Well...hello, hello, hello...It is me, I have returned. I know its been a while, Lets go back now shall we.....

In the past week, My baby boy turned 5 months...I know...hes growing up so fast. Only 5 months ago I was praying I would go into labor in the middle of the night. Dreaming that I would wake up in a pool of fluid...But to no such avail. Finally I went in and was immediately redirected to the labor and delivery...I was induced and 30 hours later I heard the cries of my new baby boy. I have never before felt so happy. I never thought that I could love somone so much, I thought that the complete and overwhelming feeling of love that I felt was going to dissipate, I thought how could I live my life regularly if it revolves around this little man. Well, I realized the answer to that question. My thoughts were wrong, This love doesn't dissipate. If anything it grows, I love him even more now than I ever could have imagined. As for how I live my life normally, I don't. I wake up when he wakes up, I eat when he eats, I sleep when he sleeps. My life has completely changed, and I love it.

I am still involved with my 50 book challenge, and decided that I needed a way to keep track of what I read. So here it goes,

1. If the shoe fits by Stephanie Rowe
2. Swapping Lives by Jane Green
3. Straight Talking by Jane Green
4. The other Woman by Jane Green
5. (in process) To have and to hold by Jane Green

And, on another note...I bought more thread, and yarn and a new hook. YAY!!! time to go crochet!!!

■ **Directives**:
**A)** Can you restate the post word for word, beginning at the words "I am still involved" and stopping after "to go crochet!!!"?
**B)** Do these statements agree with the post? For each, answer yes or no and quote the deciding words of the post exactly.
(i) The baby was born after the writer was induced.
(ii) The writer woke in the night to find her water had broken.
(iii) The writer has finished reading To have and to hold.

■ **Dataset content**:
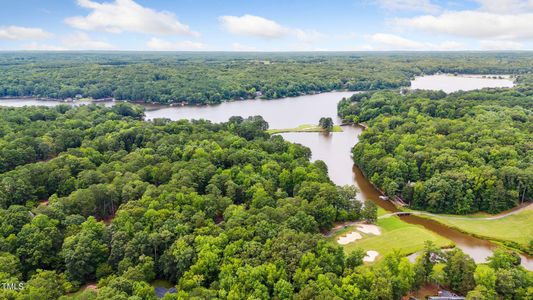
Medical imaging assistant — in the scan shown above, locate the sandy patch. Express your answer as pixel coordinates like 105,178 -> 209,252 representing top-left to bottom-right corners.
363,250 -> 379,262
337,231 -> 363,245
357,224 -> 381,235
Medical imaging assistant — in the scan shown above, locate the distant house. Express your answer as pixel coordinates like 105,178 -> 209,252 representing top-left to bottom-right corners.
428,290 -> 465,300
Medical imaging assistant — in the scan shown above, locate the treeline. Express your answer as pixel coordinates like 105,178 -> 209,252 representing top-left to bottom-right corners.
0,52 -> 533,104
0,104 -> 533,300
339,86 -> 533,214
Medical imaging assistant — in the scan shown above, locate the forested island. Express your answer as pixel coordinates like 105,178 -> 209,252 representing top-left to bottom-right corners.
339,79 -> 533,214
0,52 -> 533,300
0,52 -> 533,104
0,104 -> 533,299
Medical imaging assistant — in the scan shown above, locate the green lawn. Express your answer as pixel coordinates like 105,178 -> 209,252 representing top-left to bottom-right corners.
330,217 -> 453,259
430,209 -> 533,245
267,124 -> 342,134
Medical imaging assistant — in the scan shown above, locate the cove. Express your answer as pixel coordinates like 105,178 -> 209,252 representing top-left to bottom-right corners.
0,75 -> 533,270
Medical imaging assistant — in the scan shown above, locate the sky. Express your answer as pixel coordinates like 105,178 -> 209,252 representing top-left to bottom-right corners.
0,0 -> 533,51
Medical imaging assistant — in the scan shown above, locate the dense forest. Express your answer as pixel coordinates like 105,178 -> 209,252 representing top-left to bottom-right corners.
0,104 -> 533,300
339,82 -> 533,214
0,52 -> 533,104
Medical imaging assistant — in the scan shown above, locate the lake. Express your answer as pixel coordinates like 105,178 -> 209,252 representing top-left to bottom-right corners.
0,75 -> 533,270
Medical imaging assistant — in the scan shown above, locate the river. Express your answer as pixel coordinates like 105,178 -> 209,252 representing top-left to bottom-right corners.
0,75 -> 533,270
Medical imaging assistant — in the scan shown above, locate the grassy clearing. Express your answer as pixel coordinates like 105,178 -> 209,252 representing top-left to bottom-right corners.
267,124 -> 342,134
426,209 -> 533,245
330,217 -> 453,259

■ **Task-by-task solutions**:
**A)**
I am still involved with my 50 book challenge, and decided that I needed a way to keep track of what I read. So here it goes,

1. If the shoe fits by Stephanie Rowe
2. Swapping Lives by Jane Green
3. Straight Talking by Jane Green
4. The other Woman by Jane Green
5. (in process) To have and to hold by Jane Green

And, on another note...I bought more thread, and yarn and a new hook. YAY!!! time to go crochet!!!

**B)**
(i) Yes: "I was induced and 30 hours later I heard the cries of my new baby boy."
(ii) No: "Dreaming that I would wake up in a pool of fluid...But to no such avail."
(iii) No: "5. (in process) To have and to hold by Jane Green"